(About this exercise)
Output all entries exactly; images excluded.

### Provided material ###

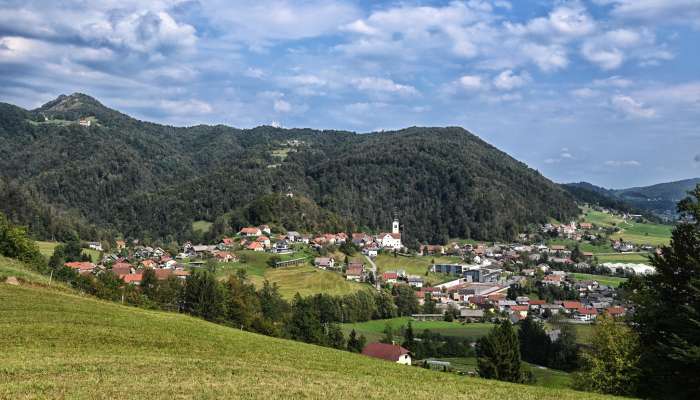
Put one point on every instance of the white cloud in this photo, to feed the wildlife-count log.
(573, 21)
(262, 22)
(623, 163)
(506, 80)
(658, 11)
(632, 107)
(584, 93)
(374, 84)
(282, 106)
(471, 82)
(548, 58)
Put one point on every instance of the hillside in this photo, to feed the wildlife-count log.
(660, 199)
(140, 179)
(61, 345)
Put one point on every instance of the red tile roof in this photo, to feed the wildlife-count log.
(572, 305)
(389, 352)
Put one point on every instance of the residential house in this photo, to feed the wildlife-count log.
(81, 267)
(250, 231)
(264, 240)
(390, 277)
(255, 246)
(324, 262)
(225, 256)
(355, 272)
(389, 352)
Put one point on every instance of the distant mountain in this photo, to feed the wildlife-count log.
(140, 179)
(659, 199)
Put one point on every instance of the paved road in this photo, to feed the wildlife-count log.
(373, 268)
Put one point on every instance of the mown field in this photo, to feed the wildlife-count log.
(546, 377)
(46, 248)
(612, 281)
(62, 345)
(638, 233)
(373, 330)
(415, 266)
(304, 279)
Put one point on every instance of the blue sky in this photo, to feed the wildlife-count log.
(606, 91)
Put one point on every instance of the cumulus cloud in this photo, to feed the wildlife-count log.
(623, 163)
(507, 80)
(282, 106)
(383, 85)
(470, 82)
(632, 107)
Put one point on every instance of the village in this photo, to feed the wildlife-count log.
(472, 281)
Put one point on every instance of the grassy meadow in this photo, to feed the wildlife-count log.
(546, 377)
(638, 233)
(57, 344)
(415, 266)
(374, 330)
(612, 281)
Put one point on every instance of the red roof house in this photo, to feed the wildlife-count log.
(388, 352)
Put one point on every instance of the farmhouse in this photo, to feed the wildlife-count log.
(250, 231)
(324, 262)
(389, 352)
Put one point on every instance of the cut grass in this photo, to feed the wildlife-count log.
(545, 377)
(201, 226)
(634, 232)
(612, 281)
(60, 345)
(630, 258)
(415, 266)
(308, 281)
(374, 330)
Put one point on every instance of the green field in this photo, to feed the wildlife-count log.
(307, 281)
(612, 281)
(546, 377)
(632, 258)
(61, 345)
(415, 266)
(638, 233)
(201, 226)
(46, 248)
(373, 330)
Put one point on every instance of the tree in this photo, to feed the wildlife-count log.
(334, 337)
(564, 351)
(409, 340)
(534, 342)
(355, 344)
(405, 300)
(388, 337)
(612, 364)
(667, 311)
(272, 261)
(149, 283)
(304, 324)
(203, 296)
(498, 354)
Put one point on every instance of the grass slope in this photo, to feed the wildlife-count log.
(61, 345)
(638, 233)
(373, 330)
(613, 281)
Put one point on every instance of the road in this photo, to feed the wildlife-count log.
(373, 268)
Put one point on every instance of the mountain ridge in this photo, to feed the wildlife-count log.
(143, 179)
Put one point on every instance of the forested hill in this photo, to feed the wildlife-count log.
(147, 180)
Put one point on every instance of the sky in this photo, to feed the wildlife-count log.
(604, 91)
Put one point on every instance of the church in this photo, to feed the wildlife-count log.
(392, 240)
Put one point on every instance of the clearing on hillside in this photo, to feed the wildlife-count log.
(62, 345)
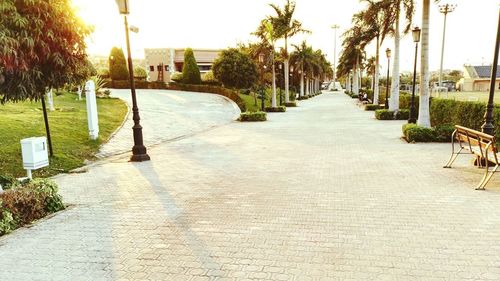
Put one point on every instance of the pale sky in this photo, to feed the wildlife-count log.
(470, 34)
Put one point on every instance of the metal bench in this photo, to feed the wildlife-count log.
(482, 145)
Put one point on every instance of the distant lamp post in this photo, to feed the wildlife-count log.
(413, 110)
(488, 127)
(139, 152)
(444, 9)
(388, 54)
(335, 27)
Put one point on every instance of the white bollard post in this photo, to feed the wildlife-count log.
(92, 117)
(50, 100)
(79, 92)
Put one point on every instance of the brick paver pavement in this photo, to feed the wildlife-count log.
(322, 192)
(167, 115)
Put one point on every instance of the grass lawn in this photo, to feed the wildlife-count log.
(69, 130)
(468, 96)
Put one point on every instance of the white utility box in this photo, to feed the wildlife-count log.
(35, 153)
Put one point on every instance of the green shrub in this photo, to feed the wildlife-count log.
(190, 70)
(444, 132)
(26, 202)
(276, 109)
(103, 72)
(372, 107)
(140, 73)
(402, 114)
(415, 133)
(235, 69)
(253, 116)
(176, 77)
(384, 114)
(118, 69)
(464, 113)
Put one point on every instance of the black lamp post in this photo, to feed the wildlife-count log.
(139, 152)
(413, 110)
(262, 83)
(388, 54)
(488, 127)
(280, 66)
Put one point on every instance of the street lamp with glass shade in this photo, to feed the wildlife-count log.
(388, 54)
(413, 111)
(139, 151)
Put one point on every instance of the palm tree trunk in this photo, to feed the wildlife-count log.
(348, 82)
(376, 89)
(394, 101)
(308, 85)
(287, 73)
(355, 79)
(273, 100)
(302, 82)
(423, 111)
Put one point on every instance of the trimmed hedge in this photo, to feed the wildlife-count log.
(24, 202)
(258, 116)
(464, 113)
(402, 114)
(415, 133)
(384, 114)
(276, 109)
(373, 107)
(228, 93)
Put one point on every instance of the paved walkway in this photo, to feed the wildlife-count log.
(167, 115)
(322, 192)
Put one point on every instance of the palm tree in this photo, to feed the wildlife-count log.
(409, 8)
(376, 21)
(267, 33)
(286, 27)
(302, 58)
(424, 119)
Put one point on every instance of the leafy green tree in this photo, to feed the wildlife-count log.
(118, 69)
(235, 69)
(42, 46)
(140, 73)
(190, 70)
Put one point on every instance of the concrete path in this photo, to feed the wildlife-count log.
(322, 192)
(166, 115)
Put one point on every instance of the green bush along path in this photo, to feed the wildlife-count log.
(68, 124)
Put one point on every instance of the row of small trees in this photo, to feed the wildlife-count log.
(247, 65)
(381, 18)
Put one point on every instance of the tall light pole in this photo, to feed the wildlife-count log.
(413, 110)
(444, 9)
(388, 54)
(335, 27)
(488, 127)
(139, 152)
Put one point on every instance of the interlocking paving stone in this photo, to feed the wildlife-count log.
(322, 192)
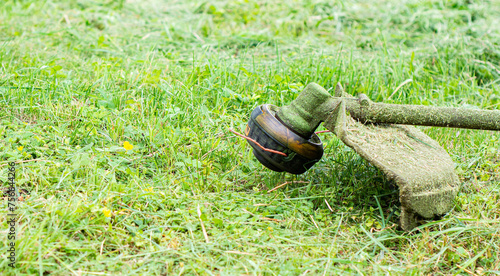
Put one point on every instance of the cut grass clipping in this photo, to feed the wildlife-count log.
(116, 114)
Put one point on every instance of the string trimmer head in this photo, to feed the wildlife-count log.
(380, 133)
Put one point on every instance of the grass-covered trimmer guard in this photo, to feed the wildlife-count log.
(378, 132)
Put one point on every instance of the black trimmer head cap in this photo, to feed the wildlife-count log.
(271, 133)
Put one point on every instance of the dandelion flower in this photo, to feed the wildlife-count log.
(106, 212)
(127, 145)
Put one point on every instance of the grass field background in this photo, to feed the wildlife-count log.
(78, 79)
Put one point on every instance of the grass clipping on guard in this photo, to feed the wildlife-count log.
(422, 169)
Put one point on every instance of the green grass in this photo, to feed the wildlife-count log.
(79, 78)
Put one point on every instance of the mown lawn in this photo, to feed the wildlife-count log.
(80, 78)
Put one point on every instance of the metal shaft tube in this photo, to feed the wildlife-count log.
(425, 115)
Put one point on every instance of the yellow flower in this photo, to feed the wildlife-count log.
(106, 212)
(127, 145)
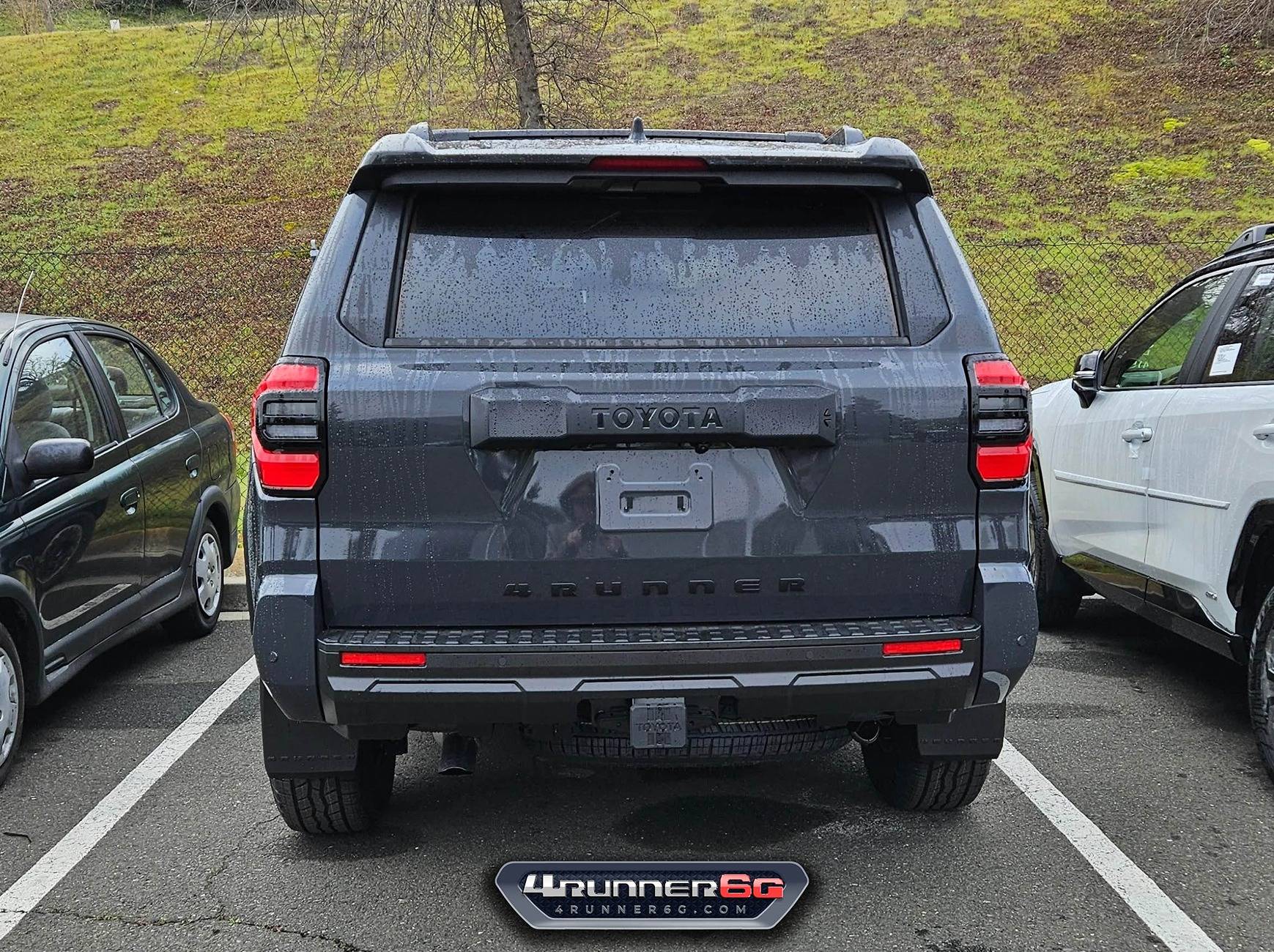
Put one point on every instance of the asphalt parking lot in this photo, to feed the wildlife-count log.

###

(Answer to this problem)
Put one point on every instance of the white cloud in this photo, to feed the wildlife-count log.
(573, 21)
(262, 22)
(623, 163)
(506, 80)
(658, 11)
(632, 107)
(584, 93)
(374, 84)
(282, 106)
(471, 82)
(548, 58)
Put one point on every instance of the hillside in this photo, to feed the wildlife-count log.
(660, 199)
(140, 179)
(61, 345)
Put one point on every instance of the red tile roof in this photo, to feed the wildlife-count log.
(572, 305)
(389, 352)
Put one point on every instance of the residential house in this photo, to feed the wildlife-count log.
(81, 267)
(250, 231)
(264, 240)
(390, 277)
(255, 246)
(324, 262)
(225, 256)
(355, 272)
(389, 352)
Put one point on every instance of the distant mountain in this photo, to feed the wildlife-count log.
(140, 179)
(659, 199)
Put one point on every instance of the paved road in this photo, to feed the wildlife-count log.
(373, 268)
Put one point on every instance of the mown field in this photo, to feed the wildlife-count log.
(546, 377)
(46, 248)
(612, 281)
(62, 345)
(638, 233)
(373, 330)
(415, 266)
(304, 279)
Put one point on every instance of the blue sky in this photo, to feed the wildlife-count log.
(606, 91)
Put one point on every instance of the cumulus cloud in this photo, to feed the wildlife-count log.
(623, 163)
(507, 80)
(282, 106)
(383, 85)
(470, 82)
(632, 107)
Put one point on every instance of the village in this photo, to feed the wildlife-count log.
(472, 281)
Put one point on every instance of the grassy meadow in this photo, to feed the wildlife-count log.
(546, 377)
(638, 233)
(57, 344)
(415, 266)
(374, 330)
(612, 281)
Put one point on every instance of the red roof house in this photo, to feed the wildlife-count log.
(388, 352)
Put one point on every instance of the farmhouse in this photo, to feed the wildlife-count log.
(250, 231)
(324, 262)
(389, 352)
Put one point on every instance of the cut grass in this photo, to feed the wildlife-count log.
(545, 377)
(201, 226)
(634, 232)
(612, 281)
(60, 345)
(630, 258)
(415, 266)
(308, 281)
(374, 330)
Put one point on every instance of the green field in this photo, to feed the wildlife-count log.
(307, 281)
(612, 281)
(546, 377)
(632, 258)
(61, 345)
(415, 266)
(638, 233)
(201, 226)
(46, 248)
(373, 330)
Put one point on every instance of the tree in this photo, to feed the wildlife-count log.
(334, 337)
(564, 351)
(409, 340)
(534, 342)
(355, 344)
(405, 300)
(388, 337)
(612, 364)
(667, 311)
(272, 261)
(149, 283)
(304, 324)
(203, 296)
(498, 354)
Put one point on every instance of the grass slope in this photo, to feed the wildlife-count log.
(61, 345)
(638, 233)
(373, 330)
(613, 281)
Put one point on every instance of the road in this photo, to feed the wildlife-count log.
(373, 268)
Put one point on every instance of the mountain ridge in this photo, to feed the wildlife-count log.
(143, 179)
Put one point on every instance of the forested hill in this photo, to feed the wildlife-count log.
(147, 180)
Put one point on every instance of the sky in this photo, to feed the wildlife-count log.
(604, 91)
Put one point on every instance of the church in this photo, to feed the wildlife-count log.
(392, 240)
Put one point on every instance of the clearing on hillside in this photo, to feed the wildlife-count log.
(62, 345)
Put one point on every instance of the pale sky in this photo, to feed the wildlife-count log.
(470, 34)
Put one point on every instance of the metal bench in this photo, to feed the wildlife-count log.
(482, 145)
Put one point on every instance of the distant lamp post in this photo, to feed the wildlife-count log.
(413, 110)
(488, 127)
(139, 152)
(444, 9)
(388, 54)
(335, 27)
Put one point on every instance of the white bollard post in this photo, to feed the wildlife-count log.
(92, 117)
(50, 100)
(79, 92)
Put one point on every instance of the brick paver pavement in this photo, to feed the wildlife-count log.
(322, 192)
(167, 115)
Put one point on every instance of the grass lawn in this photo, to feed the wildlife-count log.
(69, 130)
(468, 96)
Put one point on every instance of the white utility box in this photo, to feed the wildlife-count log.
(35, 153)
Put one point on every instance of the green shrub in this photo, to feed the wildlife-count log.
(190, 70)
(444, 132)
(26, 202)
(276, 109)
(103, 72)
(372, 107)
(140, 73)
(402, 114)
(415, 133)
(235, 69)
(253, 116)
(176, 77)
(384, 114)
(118, 69)
(464, 113)
Put one point on every instance of the black lamp post in this photo, to feed the wildlife-count log.
(139, 152)
(413, 110)
(262, 83)
(388, 54)
(488, 127)
(280, 66)
Put one point on every instance of the street lamp with glass shade in this photo, to feed the wildlife-count log.
(388, 54)
(413, 111)
(139, 151)
Put one point on every instance of the palm tree trunk in this photo, to feed the wildlife-count log.
(348, 82)
(376, 89)
(394, 101)
(308, 85)
(287, 73)
(355, 79)
(273, 100)
(302, 82)
(423, 111)
Put one point on every instance of the trimmed hedge in this photo, to feed the wildlife-count log.
(24, 202)
(258, 116)
(464, 113)
(402, 114)
(415, 133)
(384, 114)
(276, 109)
(373, 107)
(228, 93)
Put one point on every instance of the paved walkway in this photo, to feed the wildlife-count log.
(167, 115)
(322, 192)
Put one point on every instance of the palm tree in this photo, to feed the wildlife-count log.
(409, 8)
(376, 21)
(267, 33)
(286, 27)
(302, 58)
(424, 119)
Put one point on every instance of the leafy green tree in this photo, to feed the wildlife-count log.
(118, 69)
(235, 69)
(42, 46)
(140, 73)
(190, 70)
Put one point on every instance of the concrete path in this photo, to feed the wildlife-count log.
(322, 192)
(166, 115)
Put one point on every instance of the green bush along path in this photo, to feed the wildlife-count log.
(68, 124)
Put one point on every instance of the row of small trees in this photo, to feed the wildlife-count log.
(247, 65)
(381, 18)
Put one point on every instance of the tall light pole in this photo, to feed the wildlife-count log.
(413, 110)
(444, 9)
(388, 54)
(335, 27)
(488, 127)
(139, 152)
Put one point on every instance of the interlocking paving stone in this photo, to feed the wildlife-count log.
(322, 192)
Put one point on every instance of the cut grass clipping in this photo, to feed the wildlife-count log.
(116, 114)
Put one point on every instance of the string trimmer head in this photo, to feed the wildlife-count log.
(380, 133)
Put one point on every instance of the grass-covered trimmer guard in this photo, to feed the wildlife-count log.
(378, 132)
Put one point on every instance of the black trimmer head cap in this photo, to feed the wildlife-count log.
(271, 133)
Put one point on every instance of the dandelion flower in this photo, to feed the wildlife-count log.
(106, 212)
(127, 145)
Put one point on every instance of the grass field background in this photo, to feed the wildlife-count log.
(78, 79)
Put one point on every instance of the grass clipping on guard in this photo, to feed the wildlife-count log.
(422, 169)
Put one point on every instance of the green grass in this photo, to feed the wildlife-count log.
(79, 78)
Put one point on every instance of the mown lawn in this photo, to feed the wildlife-count log.
(80, 78)
Put one point on every instance of the metal shaft tube in this photo, to feed the wildlife-count log.
(425, 115)
Put one point on every instance of the yellow flower in this photo, to feed the wildlife-count log.
(106, 212)
(127, 145)
Put one point on every instance of the asphalt parking lot in this photo, to feed the wildlife-count log.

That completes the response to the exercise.